• What is being asked
Retype the data exactly, skipping any picture in it.

::: Input for this task :::

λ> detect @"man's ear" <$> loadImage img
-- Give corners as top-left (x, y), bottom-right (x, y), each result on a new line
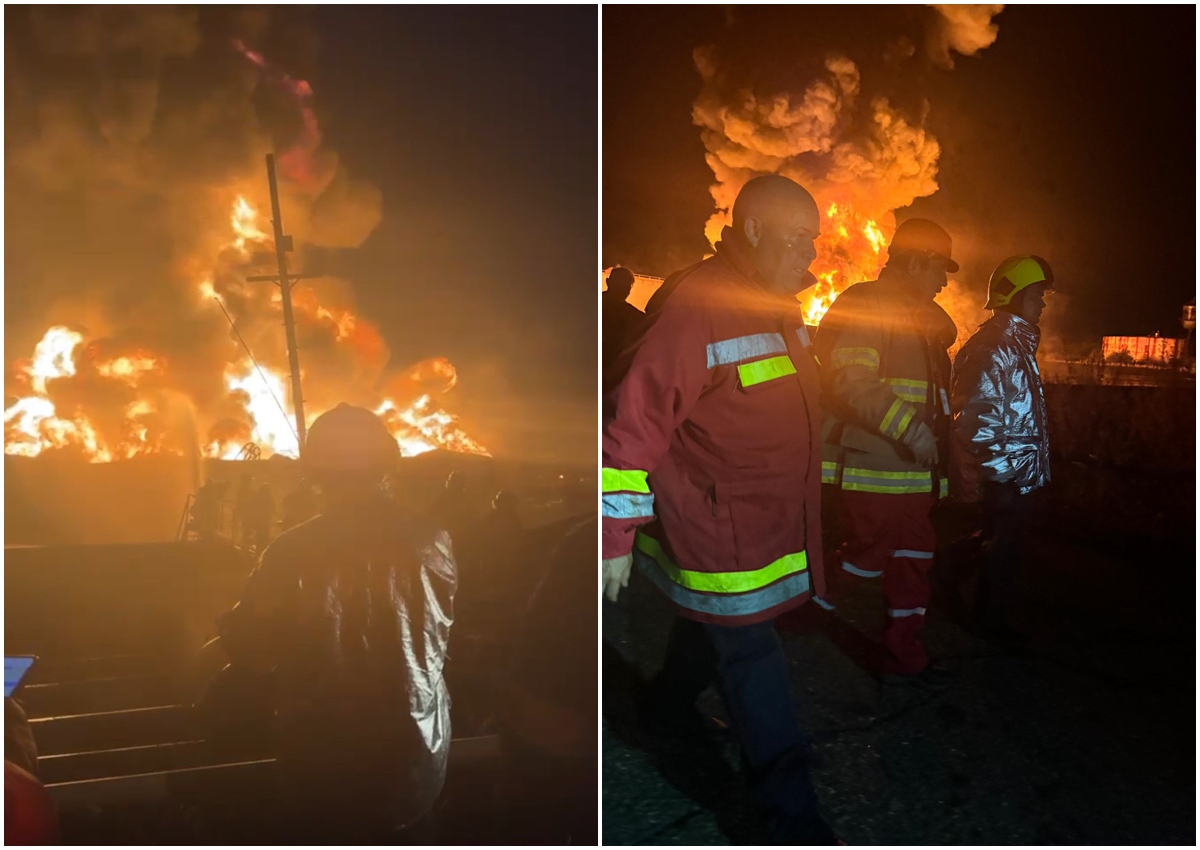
top-left (743, 217), bottom-right (763, 248)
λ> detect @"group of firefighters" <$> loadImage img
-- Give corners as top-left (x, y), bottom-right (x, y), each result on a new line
top-left (189, 473), bottom-right (321, 550)
top-left (601, 175), bottom-right (1053, 844)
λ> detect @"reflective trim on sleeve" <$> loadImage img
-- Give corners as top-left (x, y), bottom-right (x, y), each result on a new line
top-left (707, 332), bottom-right (788, 368)
top-left (602, 492), bottom-right (655, 520)
top-left (831, 347), bottom-right (880, 371)
top-left (636, 533), bottom-right (807, 594)
top-left (892, 549), bottom-right (935, 559)
top-left (939, 479), bottom-right (949, 499)
top-left (940, 387), bottom-right (951, 416)
top-left (738, 355), bottom-right (797, 388)
top-left (634, 535), bottom-right (812, 618)
top-left (841, 561), bottom-right (883, 578)
top-left (821, 460), bottom-right (840, 485)
top-left (602, 468), bottom-right (650, 494)
top-left (811, 595), bottom-right (836, 611)
top-left (886, 378), bottom-right (929, 403)
top-left (840, 467), bottom-right (934, 495)
top-left (888, 607), bottom-right (927, 618)
top-left (880, 398), bottom-right (917, 440)
top-left (795, 325), bottom-right (812, 349)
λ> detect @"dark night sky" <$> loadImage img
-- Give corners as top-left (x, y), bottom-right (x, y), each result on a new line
top-left (4, 6), bottom-right (598, 464)
top-left (603, 5), bottom-right (1197, 348)
top-left (312, 6), bottom-right (597, 398)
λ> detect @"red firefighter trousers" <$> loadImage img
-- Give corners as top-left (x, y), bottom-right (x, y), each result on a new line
top-left (836, 489), bottom-right (938, 676)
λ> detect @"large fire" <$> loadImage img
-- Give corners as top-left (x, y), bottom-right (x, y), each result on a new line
top-left (605, 201), bottom-right (893, 324)
top-left (800, 201), bottom-right (891, 325)
top-left (4, 197), bottom-right (489, 464)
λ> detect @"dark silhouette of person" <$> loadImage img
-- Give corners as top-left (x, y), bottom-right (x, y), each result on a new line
top-left (603, 267), bottom-right (645, 385)
top-left (500, 516), bottom-right (597, 845)
top-left (190, 478), bottom-right (223, 540)
top-left (218, 404), bottom-right (455, 843)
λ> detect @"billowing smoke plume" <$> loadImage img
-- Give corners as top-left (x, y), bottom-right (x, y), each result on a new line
top-left (926, 5), bottom-right (1005, 69)
top-left (691, 7), bottom-right (1001, 325)
top-left (5, 7), bottom-right (474, 461)
top-left (693, 49), bottom-right (939, 310)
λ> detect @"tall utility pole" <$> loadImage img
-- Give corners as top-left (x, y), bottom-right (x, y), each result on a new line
top-left (261, 153), bottom-right (307, 453)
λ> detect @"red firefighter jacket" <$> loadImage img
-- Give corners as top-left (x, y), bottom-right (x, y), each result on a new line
top-left (812, 274), bottom-right (956, 497)
top-left (601, 228), bottom-right (826, 626)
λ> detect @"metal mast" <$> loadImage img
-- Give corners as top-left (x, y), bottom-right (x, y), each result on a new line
top-left (261, 153), bottom-right (307, 453)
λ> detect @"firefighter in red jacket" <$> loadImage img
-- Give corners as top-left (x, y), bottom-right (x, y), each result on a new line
top-left (602, 175), bottom-right (839, 845)
top-left (813, 218), bottom-right (959, 689)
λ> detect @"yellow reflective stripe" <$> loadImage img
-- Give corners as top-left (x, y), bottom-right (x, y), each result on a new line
top-left (886, 378), bottom-right (928, 403)
top-left (939, 479), bottom-right (949, 499)
top-left (831, 347), bottom-right (879, 371)
top-left (840, 465), bottom-right (934, 494)
top-left (844, 468), bottom-right (932, 480)
top-left (602, 468), bottom-right (649, 494)
top-left (842, 480), bottom-right (934, 494)
top-left (880, 397), bottom-right (912, 439)
top-left (821, 460), bottom-right (840, 484)
top-left (636, 534), bottom-right (807, 594)
top-left (737, 355), bottom-right (797, 388)
top-left (894, 405), bottom-right (916, 439)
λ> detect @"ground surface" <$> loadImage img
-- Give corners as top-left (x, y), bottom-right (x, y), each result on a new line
top-left (602, 461), bottom-right (1196, 846)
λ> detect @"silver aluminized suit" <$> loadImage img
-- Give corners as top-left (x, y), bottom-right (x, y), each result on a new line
top-left (219, 492), bottom-right (456, 835)
top-left (949, 311), bottom-right (1051, 502)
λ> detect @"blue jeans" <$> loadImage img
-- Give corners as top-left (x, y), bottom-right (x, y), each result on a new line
top-left (649, 616), bottom-right (825, 842)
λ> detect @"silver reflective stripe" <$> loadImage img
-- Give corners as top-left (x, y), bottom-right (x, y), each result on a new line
top-left (795, 325), bottom-right (812, 349)
top-left (888, 607), bottom-right (927, 618)
top-left (602, 492), bottom-right (654, 520)
top-left (940, 387), bottom-right (950, 416)
top-left (634, 546), bottom-right (811, 617)
top-left (811, 595), bottom-right (835, 611)
top-left (706, 332), bottom-right (788, 368)
top-left (892, 549), bottom-right (935, 559)
top-left (841, 561), bottom-right (883, 578)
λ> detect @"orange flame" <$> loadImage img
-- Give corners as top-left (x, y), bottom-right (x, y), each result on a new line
top-left (231, 195), bottom-right (268, 254)
top-left (7, 197), bottom-right (487, 463)
top-left (27, 327), bottom-right (83, 394)
top-left (799, 201), bottom-right (892, 325)
top-left (3, 328), bottom-right (125, 462)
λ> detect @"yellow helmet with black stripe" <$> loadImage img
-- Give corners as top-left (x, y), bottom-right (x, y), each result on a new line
top-left (985, 255), bottom-right (1055, 310)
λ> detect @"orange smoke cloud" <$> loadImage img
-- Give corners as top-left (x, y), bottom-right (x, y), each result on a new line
top-left (5, 11), bottom-right (484, 464)
top-left (692, 13), bottom-right (1000, 324)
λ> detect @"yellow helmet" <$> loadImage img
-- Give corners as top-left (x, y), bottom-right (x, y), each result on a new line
top-left (985, 255), bottom-right (1054, 310)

:::

• Response to the task
λ> detect @"man's ear" <$> loadImage img
-- Give corners as top-left (x, y), bottom-right (x, y), each result on a new line
top-left (743, 217), bottom-right (763, 248)
λ> detect @"group of firefighters" <$> loadImage img
-- Give corners as top-left (x, y), bottom-right (x, y), each result on a new line
top-left (189, 473), bottom-right (321, 550)
top-left (601, 175), bottom-right (1053, 844)
λ> detect @"reflective trim on sleeve" <$> loadImage img
-- Give corners as top-left (x, y), bottom-right (x, y), each result on a new line
top-left (707, 332), bottom-right (788, 368)
top-left (602, 492), bottom-right (655, 520)
top-left (831, 347), bottom-right (880, 371)
top-left (636, 533), bottom-right (807, 594)
top-left (892, 549), bottom-right (935, 559)
top-left (939, 479), bottom-right (949, 499)
top-left (940, 387), bottom-right (951, 416)
top-left (738, 355), bottom-right (797, 388)
top-left (634, 535), bottom-right (812, 618)
top-left (841, 561), bottom-right (883, 578)
top-left (821, 460), bottom-right (840, 485)
top-left (602, 468), bottom-right (650, 494)
top-left (811, 595), bottom-right (836, 611)
top-left (886, 378), bottom-right (929, 403)
top-left (840, 467), bottom-right (934, 495)
top-left (888, 607), bottom-right (927, 618)
top-left (880, 398), bottom-right (917, 440)
top-left (795, 325), bottom-right (812, 349)
λ> detect @"dark night sky" <$> loadImage img
-- Give corners as top-left (x, y), bottom-right (x, y), each result on a new line
top-left (4, 6), bottom-right (598, 464)
top-left (603, 5), bottom-right (1197, 348)
top-left (312, 6), bottom-right (597, 398)
λ> detect @"red firefighter trousers" <$> loadImage img
-- Give corners as top-left (x, y), bottom-right (x, y), each result on a new line
top-left (836, 489), bottom-right (938, 676)
λ> detect @"large fire" <$> loadImage img
-- Give corners as top-left (x, y), bottom-right (x, y), each result on a new line
top-left (605, 201), bottom-right (893, 324)
top-left (800, 201), bottom-right (891, 325)
top-left (4, 197), bottom-right (489, 464)
λ> detect @"dark silhouette of person" <$> loadImage img
-- Give corners as top-left (x, y), bottom-right (x, y), each result on a new line
top-left (603, 267), bottom-right (645, 385)
top-left (500, 516), bottom-right (597, 845)
top-left (190, 478), bottom-right (223, 540)
top-left (218, 404), bottom-right (455, 843)
λ> detect @"billowing smoke plume" <$> loadImage img
-- Give corners as top-left (x, y), bottom-right (x, y), each result on a new line
top-left (926, 5), bottom-right (1005, 69)
top-left (691, 7), bottom-right (1001, 325)
top-left (5, 7), bottom-right (474, 461)
top-left (693, 49), bottom-right (939, 310)
λ> detect @"tall utility pole" <$> loadImage img
-- Give corners as top-left (x, y), bottom-right (x, y), each result on a new line
top-left (261, 153), bottom-right (307, 453)
λ> detect @"red firefighter jacket" <$> loadImage img
-- Give corners as top-left (x, y), bottom-right (x, y), each result on a new line
top-left (812, 274), bottom-right (956, 497)
top-left (601, 228), bottom-right (826, 626)
λ> detect @"metal mast" <$> loadImage img
-- Give corners as top-left (x, y), bottom-right (x, y), each result on a new line
top-left (261, 153), bottom-right (307, 453)
λ> detect @"firefighter in red jacket" <$> loadImage img
-- Give corners as top-left (x, y), bottom-right (x, y), each result on a new line
top-left (602, 175), bottom-right (839, 845)
top-left (813, 218), bottom-right (959, 689)
λ> detect @"yellow reflective stripe" <$> loadImage img
-- Give corners as top-left (x, y), bottom-right (x, y), each result on a new line
top-left (886, 378), bottom-right (928, 403)
top-left (939, 479), bottom-right (949, 499)
top-left (831, 347), bottom-right (879, 371)
top-left (840, 465), bottom-right (934, 494)
top-left (844, 468), bottom-right (932, 480)
top-left (602, 468), bottom-right (649, 494)
top-left (842, 480), bottom-right (934, 494)
top-left (880, 397), bottom-right (912, 439)
top-left (821, 460), bottom-right (840, 484)
top-left (636, 534), bottom-right (807, 594)
top-left (737, 355), bottom-right (797, 388)
top-left (894, 405), bottom-right (916, 439)
λ> detect @"ground surface" <$> loadImage img
-- Give corners as top-left (x, y), bottom-right (x, y), each result on a new line
top-left (602, 461), bottom-right (1196, 846)
λ> detect @"silver aluminized suit" <$> loadImage img
-- Give corners as top-left (x, y), bottom-right (x, y), each result on a new line
top-left (219, 492), bottom-right (456, 835)
top-left (949, 311), bottom-right (1051, 502)
λ> detect @"blue jeans" <$> loadImage img
-- Give corners as top-left (x, y), bottom-right (x, y), each result on a new line
top-left (649, 616), bottom-right (825, 842)
λ> detect @"silver reflective stripe" <$> loadImage img
-- Give corners as top-left (x, y), bottom-right (x, y), each result on a new line
top-left (795, 325), bottom-right (812, 349)
top-left (888, 607), bottom-right (927, 618)
top-left (602, 492), bottom-right (654, 520)
top-left (940, 387), bottom-right (950, 416)
top-left (634, 546), bottom-right (811, 617)
top-left (811, 595), bottom-right (835, 611)
top-left (706, 332), bottom-right (788, 368)
top-left (892, 549), bottom-right (935, 559)
top-left (841, 561), bottom-right (883, 578)
λ> detect @"orange flame" <$> loadImage img
-- Give corners as top-left (x, y), bottom-right (x, y), each result on a new line
top-left (231, 195), bottom-right (268, 254)
top-left (7, 197), bottom-right (487, 463)
top-left (27, 327), bottom-right (83, 394)
top-left (799, 201), bottom-right (892, 325)
top-left (3, 328), bottom-right (125, 462)
λ> detect @"yellow helmet with black stripe" <$> loadImage img
-- Give corners as top-left (x, y), bottom-right (x, y), each result on a new line
top-left (985, 255), bottom-right (1055, 310)
λ> detect @"orange smoke cloud" <$> loadImage img
-- Give corners as top-left (x, y), bottom-right (x, y), each result on a new line
top-left (5, 11), bottom-right (484, 464)
top-left (692, 13), bottom-right (1000, 324)
λ> detect @"yellow helmet" <$> loadImage img
-- Give corners as top-left (x, y), bottom-right (x, y), each result on a new line
top-left (985, 255), bottom-right (1054, 310)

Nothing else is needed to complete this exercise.